## Problem to work on
For the records below, copy exactly the span that begins at the line containing "Target: roof ridge" and stops after the line containing "x=46, y=271", minus any pictures.

(Given data)

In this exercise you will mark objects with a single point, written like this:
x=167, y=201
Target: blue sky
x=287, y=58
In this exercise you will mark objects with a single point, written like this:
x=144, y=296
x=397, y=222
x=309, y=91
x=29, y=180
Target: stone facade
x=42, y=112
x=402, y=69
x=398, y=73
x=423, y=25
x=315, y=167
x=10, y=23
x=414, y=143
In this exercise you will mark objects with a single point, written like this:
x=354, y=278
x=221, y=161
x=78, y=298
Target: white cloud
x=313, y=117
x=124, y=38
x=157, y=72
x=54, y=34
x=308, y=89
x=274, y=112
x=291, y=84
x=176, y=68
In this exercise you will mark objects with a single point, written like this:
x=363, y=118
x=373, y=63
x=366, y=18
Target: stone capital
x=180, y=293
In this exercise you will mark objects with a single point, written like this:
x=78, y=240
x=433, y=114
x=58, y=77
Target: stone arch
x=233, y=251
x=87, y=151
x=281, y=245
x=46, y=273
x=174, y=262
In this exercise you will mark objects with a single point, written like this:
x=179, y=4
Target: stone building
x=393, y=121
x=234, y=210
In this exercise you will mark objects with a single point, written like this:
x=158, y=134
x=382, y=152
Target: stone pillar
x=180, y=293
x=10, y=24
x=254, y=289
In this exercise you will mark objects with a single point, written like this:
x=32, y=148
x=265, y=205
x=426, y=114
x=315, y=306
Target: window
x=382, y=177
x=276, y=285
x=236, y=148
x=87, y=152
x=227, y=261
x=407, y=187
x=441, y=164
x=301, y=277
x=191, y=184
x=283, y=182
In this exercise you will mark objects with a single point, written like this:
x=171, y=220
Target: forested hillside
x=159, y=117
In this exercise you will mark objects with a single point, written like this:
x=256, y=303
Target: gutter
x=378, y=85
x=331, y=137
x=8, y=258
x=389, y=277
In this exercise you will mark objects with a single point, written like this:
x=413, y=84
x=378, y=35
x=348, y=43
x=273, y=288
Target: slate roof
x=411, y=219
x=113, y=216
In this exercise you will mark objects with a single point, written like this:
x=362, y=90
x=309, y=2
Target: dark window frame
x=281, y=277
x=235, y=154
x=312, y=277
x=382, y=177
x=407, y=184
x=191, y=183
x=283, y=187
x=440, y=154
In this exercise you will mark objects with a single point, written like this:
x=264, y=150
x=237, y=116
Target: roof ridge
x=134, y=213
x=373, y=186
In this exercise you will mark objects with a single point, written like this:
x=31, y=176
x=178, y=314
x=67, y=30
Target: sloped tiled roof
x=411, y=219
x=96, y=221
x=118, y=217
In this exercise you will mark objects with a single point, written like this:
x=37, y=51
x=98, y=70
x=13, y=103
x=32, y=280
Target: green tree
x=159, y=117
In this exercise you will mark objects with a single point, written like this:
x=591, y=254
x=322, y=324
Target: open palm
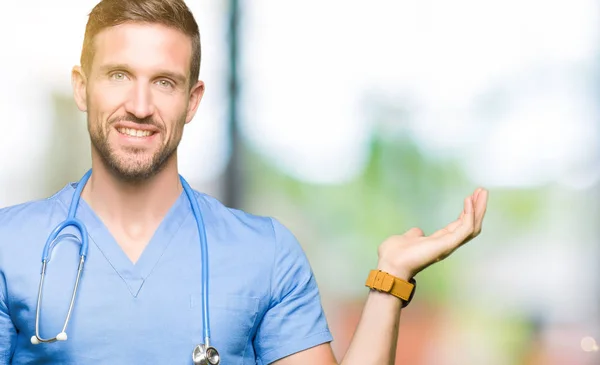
x=407, y=254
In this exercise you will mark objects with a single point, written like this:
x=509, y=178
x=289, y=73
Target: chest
x=148, y=312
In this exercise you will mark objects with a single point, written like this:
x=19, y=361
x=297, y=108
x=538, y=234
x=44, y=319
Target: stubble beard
x=132, y=166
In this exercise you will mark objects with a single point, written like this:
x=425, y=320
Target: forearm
x=376, y=335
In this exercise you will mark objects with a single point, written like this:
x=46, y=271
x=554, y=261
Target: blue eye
x=165, y=83
x=119, y=76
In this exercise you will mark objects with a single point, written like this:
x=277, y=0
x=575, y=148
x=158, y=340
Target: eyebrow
x=178, y=77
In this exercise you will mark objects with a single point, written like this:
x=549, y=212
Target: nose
x=140, y=102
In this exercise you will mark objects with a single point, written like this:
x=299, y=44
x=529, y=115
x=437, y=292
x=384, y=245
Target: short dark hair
x=171, y=13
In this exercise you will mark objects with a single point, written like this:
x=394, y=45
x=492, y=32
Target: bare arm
x=376, y=335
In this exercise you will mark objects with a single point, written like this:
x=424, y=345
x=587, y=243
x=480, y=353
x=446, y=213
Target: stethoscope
x=203, y=354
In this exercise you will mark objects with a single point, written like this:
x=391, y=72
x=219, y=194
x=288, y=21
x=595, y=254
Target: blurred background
x=350, y=121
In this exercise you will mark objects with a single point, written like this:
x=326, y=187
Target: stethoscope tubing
x=71, y=221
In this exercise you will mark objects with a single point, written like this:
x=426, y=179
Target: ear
x=79, y=83
x=195, y=96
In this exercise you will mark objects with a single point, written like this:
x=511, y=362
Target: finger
x=465, y=229
x=480, y=209
x=451, y=226
x=414, y=232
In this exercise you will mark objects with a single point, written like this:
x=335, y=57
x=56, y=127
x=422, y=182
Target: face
x=138, y=98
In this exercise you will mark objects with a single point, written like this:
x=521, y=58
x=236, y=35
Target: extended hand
x=407, y=254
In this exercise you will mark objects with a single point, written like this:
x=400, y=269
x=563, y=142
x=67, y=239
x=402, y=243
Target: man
x=140, y=298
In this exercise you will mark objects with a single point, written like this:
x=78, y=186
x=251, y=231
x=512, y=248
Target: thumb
x=414, y=232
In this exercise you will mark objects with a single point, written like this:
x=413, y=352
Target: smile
x=134, y=132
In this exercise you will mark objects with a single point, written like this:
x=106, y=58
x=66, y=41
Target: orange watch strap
x=387, y=283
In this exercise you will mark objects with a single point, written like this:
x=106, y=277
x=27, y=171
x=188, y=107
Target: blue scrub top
x=264, y=301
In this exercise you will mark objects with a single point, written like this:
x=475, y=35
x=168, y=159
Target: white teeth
x=134, y=132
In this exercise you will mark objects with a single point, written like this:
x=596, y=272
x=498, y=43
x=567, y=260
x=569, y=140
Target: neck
x=145, y=202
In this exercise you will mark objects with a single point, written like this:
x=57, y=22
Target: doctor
x=140, y=298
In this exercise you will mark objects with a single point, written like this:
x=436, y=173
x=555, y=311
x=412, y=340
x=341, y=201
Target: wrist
x=398, y=272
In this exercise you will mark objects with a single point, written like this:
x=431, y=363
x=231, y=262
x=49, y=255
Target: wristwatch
x=387, y=283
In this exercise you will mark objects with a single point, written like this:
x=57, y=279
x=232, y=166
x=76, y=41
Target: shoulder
x=223, y=217
x=266, y=232
x=30, y=216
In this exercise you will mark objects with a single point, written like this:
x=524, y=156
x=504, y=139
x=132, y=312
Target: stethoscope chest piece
x=205, y=355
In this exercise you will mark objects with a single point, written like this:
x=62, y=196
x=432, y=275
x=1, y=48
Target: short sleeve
x=294, y=320
x=8, y=333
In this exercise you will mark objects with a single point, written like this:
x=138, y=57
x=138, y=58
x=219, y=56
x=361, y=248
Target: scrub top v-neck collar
x=132, y=274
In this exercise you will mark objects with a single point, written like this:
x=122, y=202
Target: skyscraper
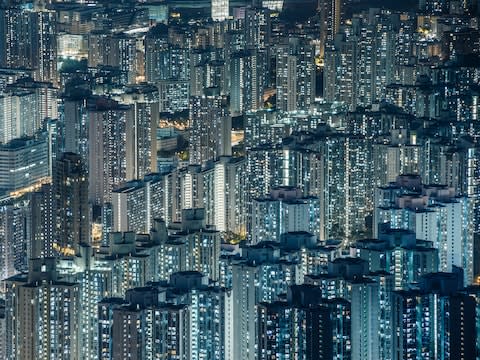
x=70, y=196
x=220, y=10
x=211, y=127
x=42, y=314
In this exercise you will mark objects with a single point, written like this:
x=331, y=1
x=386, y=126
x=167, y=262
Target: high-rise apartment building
x=220, y=10
x=295, y=81
x=211, y=127
x=42, y=314
x=70, y=197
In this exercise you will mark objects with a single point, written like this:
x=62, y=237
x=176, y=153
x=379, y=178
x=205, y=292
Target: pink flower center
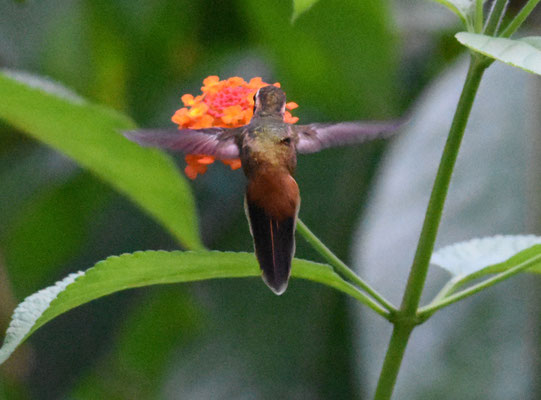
x=227, y=97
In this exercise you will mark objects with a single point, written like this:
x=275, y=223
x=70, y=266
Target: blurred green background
x=342, y=60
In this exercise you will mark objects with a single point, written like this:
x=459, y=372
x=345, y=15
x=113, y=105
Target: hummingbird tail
x=274, y=242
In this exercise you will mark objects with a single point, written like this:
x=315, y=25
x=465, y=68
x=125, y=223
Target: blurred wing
x=218, y=142
x=316, y=137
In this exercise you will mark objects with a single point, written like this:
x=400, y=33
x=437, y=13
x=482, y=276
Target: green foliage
x=90, y=134
x=338, y=60
x=143, y=269
x=524, y=53
x=478, y=257
x=301, y=6
x=465, y=9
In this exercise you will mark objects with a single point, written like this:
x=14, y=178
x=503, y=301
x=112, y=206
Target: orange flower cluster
x=228, y=103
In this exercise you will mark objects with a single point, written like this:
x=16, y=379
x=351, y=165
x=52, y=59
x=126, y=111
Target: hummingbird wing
x=316, y=137
x=218, y=142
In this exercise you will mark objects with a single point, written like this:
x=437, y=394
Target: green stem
x=478, y=16
x=520, y=18
x=437, y=305
x=340, y=267
x=393, y=360
x=406, y=318
x=425, y=247
x=496, y=14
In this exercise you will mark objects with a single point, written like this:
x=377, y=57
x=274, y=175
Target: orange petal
x=289, y=118
x=291, y=105
x=233, y=164
x=211, y=80
x=190, y=172
x=187, y=99
x=232, y=114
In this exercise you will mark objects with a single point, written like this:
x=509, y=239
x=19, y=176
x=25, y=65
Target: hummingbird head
x=270, y=100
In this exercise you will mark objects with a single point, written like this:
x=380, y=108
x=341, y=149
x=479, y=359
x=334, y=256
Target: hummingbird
x=267, y=147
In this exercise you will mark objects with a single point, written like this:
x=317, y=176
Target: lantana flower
x=225, y=103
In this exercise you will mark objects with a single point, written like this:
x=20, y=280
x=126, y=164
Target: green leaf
x=465, y=9
x=143, y=269
x=479, y=257
x=89, y=134
x=523, y=53
x=301, y=6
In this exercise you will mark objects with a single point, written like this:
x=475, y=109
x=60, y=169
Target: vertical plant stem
x=495, y=17
x=520, y=18
x=406, y=318
x=425, y=247
x=393, y=360
x=478, y=16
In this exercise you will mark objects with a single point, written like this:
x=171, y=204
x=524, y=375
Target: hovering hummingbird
x=267, y=148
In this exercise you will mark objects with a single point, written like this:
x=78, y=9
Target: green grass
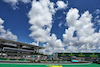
x=37, y=65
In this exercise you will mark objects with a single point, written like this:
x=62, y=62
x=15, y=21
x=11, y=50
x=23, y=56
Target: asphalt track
x=47, y=65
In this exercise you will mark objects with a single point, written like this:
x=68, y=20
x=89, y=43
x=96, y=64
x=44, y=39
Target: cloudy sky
x=58, y=25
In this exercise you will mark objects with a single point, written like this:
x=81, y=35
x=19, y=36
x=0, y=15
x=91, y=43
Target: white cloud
x=97, y=11
x=16, y=2
x=61, y=5
x=41, y=20
x=86, y=34
x=6, y=34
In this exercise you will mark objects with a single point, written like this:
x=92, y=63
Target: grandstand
x=13, y=50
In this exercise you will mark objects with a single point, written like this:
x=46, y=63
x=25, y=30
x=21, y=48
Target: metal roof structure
x=2, y=41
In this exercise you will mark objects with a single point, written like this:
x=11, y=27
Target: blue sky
x=17, y=19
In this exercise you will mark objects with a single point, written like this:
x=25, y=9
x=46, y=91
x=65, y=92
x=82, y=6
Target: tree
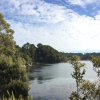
x=12, y=73
x=7, y=44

(End Given data)

## Completed exercise
Target: roof ridge
x=134, y=213
x=373, y=186
In this exercise you will mark objects with a single point, written like this:
x=31, y=176
x=178, y=314
x=67, y=30
Target: sloped tiled roof
x=411, y=219
x=96, y=221
x=118, y=217
In this exercise you will mark objects with a single point, written like this:
x=37, y=51
x=98, y=70
x=13, y=103
x=32, y=280
Target: green tree
x=159, y=117
In this exercise you will mark objects with a single point, written like this:
x=591, y=254
x=322, y=324
Target: open palm
x=407, y=254
In this exercise you will mark objects with a single point, written like this:
x=509, y=178
x=289, y=73
Target: chest
x=148, y=312
In this exercise you will mark objects with a single point, written like this:
x=19, y=361
x=297, y=108
x=538, y=234
x=44, y=319
Target: stubble beard
x=132, y=166
In this exercise you will mark objects with a single point, written like this:
x=425, y=320
Target: forearm
x=376, y=335
In this exercise you will mark objects with a single point, written like this:
x=46, y=271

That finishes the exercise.